[start Input]

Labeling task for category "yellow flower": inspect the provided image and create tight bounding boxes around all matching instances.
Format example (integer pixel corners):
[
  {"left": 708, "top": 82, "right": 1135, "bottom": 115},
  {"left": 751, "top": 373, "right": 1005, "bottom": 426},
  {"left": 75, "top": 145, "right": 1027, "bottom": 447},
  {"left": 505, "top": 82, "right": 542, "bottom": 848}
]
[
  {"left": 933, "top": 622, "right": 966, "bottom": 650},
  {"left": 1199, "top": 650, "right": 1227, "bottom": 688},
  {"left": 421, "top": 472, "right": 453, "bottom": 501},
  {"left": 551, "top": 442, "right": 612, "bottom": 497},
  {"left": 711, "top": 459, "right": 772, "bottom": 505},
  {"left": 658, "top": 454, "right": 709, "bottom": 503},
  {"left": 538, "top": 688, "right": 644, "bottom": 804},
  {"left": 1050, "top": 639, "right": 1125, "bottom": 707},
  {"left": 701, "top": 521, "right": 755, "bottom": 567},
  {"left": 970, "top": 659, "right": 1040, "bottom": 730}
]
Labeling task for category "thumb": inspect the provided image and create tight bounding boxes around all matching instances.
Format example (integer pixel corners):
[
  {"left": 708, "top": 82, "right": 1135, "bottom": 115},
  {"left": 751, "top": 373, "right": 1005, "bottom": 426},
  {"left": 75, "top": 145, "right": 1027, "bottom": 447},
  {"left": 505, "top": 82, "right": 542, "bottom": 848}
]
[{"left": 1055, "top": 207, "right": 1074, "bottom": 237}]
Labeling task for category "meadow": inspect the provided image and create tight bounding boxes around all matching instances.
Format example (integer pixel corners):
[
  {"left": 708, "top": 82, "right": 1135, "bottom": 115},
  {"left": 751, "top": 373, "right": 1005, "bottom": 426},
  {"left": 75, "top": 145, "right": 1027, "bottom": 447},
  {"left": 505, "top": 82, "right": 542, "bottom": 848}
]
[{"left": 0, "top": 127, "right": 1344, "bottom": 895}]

[end Input]

_Task to carry out_
Please gather and copy every line of the listing above that contains the word "tight".

_Answer to this problem_
Labeling task for category "yellow flower": inspect the provided image and create tight bounding boxes around all matching instances.
Labeling task for category "thumb": inspect the provided image and create tight bounding boxes around all matching instances.
Labeling task for category "meadow": inspect the provided image and create tight bounding boxes around all matching instances.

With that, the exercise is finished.